Coordinate annotation records:
##########

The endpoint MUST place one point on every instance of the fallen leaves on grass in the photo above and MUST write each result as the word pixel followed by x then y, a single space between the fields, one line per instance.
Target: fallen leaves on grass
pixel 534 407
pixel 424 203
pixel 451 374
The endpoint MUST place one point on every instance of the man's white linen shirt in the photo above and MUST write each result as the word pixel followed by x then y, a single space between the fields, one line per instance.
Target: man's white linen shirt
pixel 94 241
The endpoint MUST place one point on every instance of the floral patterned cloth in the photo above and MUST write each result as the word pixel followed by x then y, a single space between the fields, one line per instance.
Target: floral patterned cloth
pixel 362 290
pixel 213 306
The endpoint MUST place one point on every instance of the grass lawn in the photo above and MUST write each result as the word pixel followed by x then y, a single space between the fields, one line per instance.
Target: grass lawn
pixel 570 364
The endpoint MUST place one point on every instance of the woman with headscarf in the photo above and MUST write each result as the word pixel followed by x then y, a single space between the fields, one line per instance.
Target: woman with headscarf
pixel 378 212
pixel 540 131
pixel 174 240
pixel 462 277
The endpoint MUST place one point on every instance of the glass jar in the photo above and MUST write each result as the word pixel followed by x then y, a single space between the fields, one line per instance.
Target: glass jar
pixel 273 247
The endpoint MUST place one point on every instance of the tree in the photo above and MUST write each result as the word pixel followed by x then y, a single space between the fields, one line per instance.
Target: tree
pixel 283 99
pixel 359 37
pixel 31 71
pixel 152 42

##########

Return all of the lines above, copied word for word.

Result
The endpoint MUST place one point on every instance of the fallen leaves on grass in the photo above and MUST write each result as the word pixel followed by x then y, a single space between the fields, one line per instance.
Target: fallen leaves on grass
pixel 534 407
pixel 424 203
pixel 451 374
The endpoint MUST place one point on every instance of the man's white linen shirt in the photo above and MUST write each result as the word pixel followed by x then y, a single space between the fields, one line per instance.
Target: man's white linen shirt
pixel 94 241
The endpoint MUST place one point on every instance of the floral patterned cloth in the photo above and MUST write each result as the word pixel followed by x then y, a single space between the fields, one line per instance.
Target: floral patterned cloth
pixel 362 290
pixel 213 306
The endpoint MUST place one point on every instance of the grass lawn in the photo above and MUST write each result as the word pixel followed by x then y, a single space between the fields, one line per instance.
Target: grass lawn
pixel 570 364
The endpoint MUST place one point on every instance of the woman with headscarf in the photo above and MUST write each result as the word pixel followed by x then y, a single space between the fields, one line per instance.
Target: woman with headscarf
pixel 378 212
pixel 540 131
pixel 174 240
pixel 462 277
The endpoint MUST place one point on every instance of the glass jar in the photo above and MUST write each result as the word pixel followed by x then y, a single space between the fields, one line per instance.
Target: glass jar
pixel 273 247
The endpoint MUST place one point on every instance of the tree in the photo above and MUST write each result as the word pixel followed by x then y, a single space between the fields, one line per instance.
Target: tree
pixel 283 99
pixel 359 37
pixel 31 71
pixel 152 42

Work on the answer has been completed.